Aufgaben:
A: Nenne alle Kalenderdaten, die im Gerichtsbeschluss vorkommen. Führe dabei jedes Datum nur einmal auf, auch wenn es in unterschiedlicher Schreibweise mehrfach erscheint.
B: Gib den Abschnitt des Gerichtsbeschlusses von „Beginn der Entscheidung“ bis „AFBG § 3 a.F.“ erneut wieder und setze dabei „Sachgebiete“ an die Stelle von „Rechtsgebiete“.
C: Welches Landratsamt war laut dem Gerichtsbeschluss im vorliegenden Fall zuständig?

Vorliegender Text:
____________

Judicialis Rechtsprechung

Mit der integrierten Volltextsuche, die vom Suchmaschinenhersteller "Google" zur Verfügung gestellt wird, lassen sich alle Entscheidungen durchsuchen. Dabei können Sie Sonderzeichen und spezielle Wörter verwenden, um genauere Suchergebnisse zu erhalten:

Zurück

Beginn der Entscheidung

Gericht: Verwaltungsgerichtshof Baden-Württemberg
Beschluss verkündet am 28.07.2009
Aktenzeichen: 12 S 3035/06
Rechtsgebiete: AFBG, SGB III


Vorschriften:

AFBG § 3 a.F.
SGB III § 117 Abs. 1
Der Bezug von Arbeitslosengeld bei Arbeitslosigkeit schloss die Gewährung von Leistungen nach dem Aufstiegsfortbildungsförderungsgesetz in der Fassung der Bekanntmachung vom 10.01.2002 (BGBl. I S. 402 ff.) - AFBG a. F. - nicht aus.
VERWALTUNGSGERICHTSHOF BADEN-WÜRTTEMBERG Beschluss

12 S 3035/06

In der Verwaltungsrechtssache

wegen Aufstiegsfortbildungsförderung

hat der 12. Senat des Verwaltungsgerichtshofs Baden-Württemberg auf Grund der mündlichen Verhandlung vom 28. Juli 2009

am 28. Juli 2009

beschlossen:

Tenor:

Das Verfahren wird nach Erledigung des Rechtsstreits in der Hauptsache eingestellt.

Das Urteil des Verwaltungsgerichts Karlsruhe vom 15. November 2006 - 10 K 1555/05 - ist unwirksam.

Der Beklagte trägt die Kosten des gerichtskostenfreien Verfahrens in beiden Rechtszügen. Die Hinzuziehung eines Bevollmächtigten für das Vorverfahren durch die Klägerin wird für notwendig erklärt.

Gründe:

Beklagter des vorliegenden Berufungsverfahrens, in welchem die Klägerin weiterhin die Bewilligung einer Förderung nach dem Aufstiegsfortbildungsförderungsgesetz in der Fassung der Bekanntmachung vom 10.01.2002 (BGBl. I S. 402 ff.) - AFBG a.F. - begehrt hat, ist entsprechend der Fassung des Beschlussrubrums das Land Baden-Württemberg. Denn nach § 1 S. 1 der Verordnung des Wirtschaftsministeriums Baden-Württemberg über Zuständigkeiten nach dem Aufstiegsfortbildungsförderungsgesetz - AFBGZuVO - vom 02.05.1996 (GBl. S. 353) sind zuständige Behörden nach dem 6. Abschnitt des Aufstiegsfortbildungsförderungsgesetzes in den Landkreisen die Landratsämter und in den Stadtkreisen die Gemeinden als untere Verwaltungsbehörden i.S.d. Landesverwaltungsgesetzes. Auch das in dem vorliegenden Fall zuständige Landratsamt Rhein-Neckar-Kreis handelt danach bei der Ausführung des Aufstiegsfortbildungsförderungsgesetzes als staatliche Behörde des Landes Baden-Württemberg (vgl. § 1 Abs. 3 S. 2 LKrO) und nicht als Behörde des Landkreises.

____________

Bereitgestellte Daten:
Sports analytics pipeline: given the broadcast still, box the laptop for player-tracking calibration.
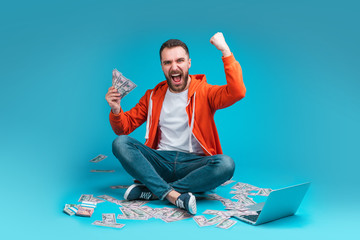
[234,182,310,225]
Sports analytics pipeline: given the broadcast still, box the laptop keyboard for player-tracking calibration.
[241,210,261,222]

____________

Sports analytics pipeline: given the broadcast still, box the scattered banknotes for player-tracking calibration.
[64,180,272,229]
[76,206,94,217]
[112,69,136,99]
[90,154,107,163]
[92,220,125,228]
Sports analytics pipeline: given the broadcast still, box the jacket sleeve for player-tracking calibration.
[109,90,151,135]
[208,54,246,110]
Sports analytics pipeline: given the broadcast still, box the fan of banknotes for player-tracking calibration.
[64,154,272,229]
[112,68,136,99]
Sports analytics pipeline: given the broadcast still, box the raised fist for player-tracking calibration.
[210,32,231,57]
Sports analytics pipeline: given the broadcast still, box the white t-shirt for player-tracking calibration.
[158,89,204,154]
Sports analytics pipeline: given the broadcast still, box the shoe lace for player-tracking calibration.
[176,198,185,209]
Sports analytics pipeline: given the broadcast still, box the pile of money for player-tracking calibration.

____________

Vollständige Antworten:
A:
- 28.07.2009 (28. Juli 2009)
- 10.01.2002
- 15. November 2006
- 02.05.1996

B:
Beginn der Entscheidung

Gericht: Verwaltungsgerichtshof Baden-Württemberg
Beschluss verkündet am 28.07.2009
Aktenzeichen: 12 S 3035/06
Sachgebiete: AFBG, SGB III


Vorschriften:

AFBG § 3 a.F.

C: Das Landratsamt Rhein-Neckar-Kreis.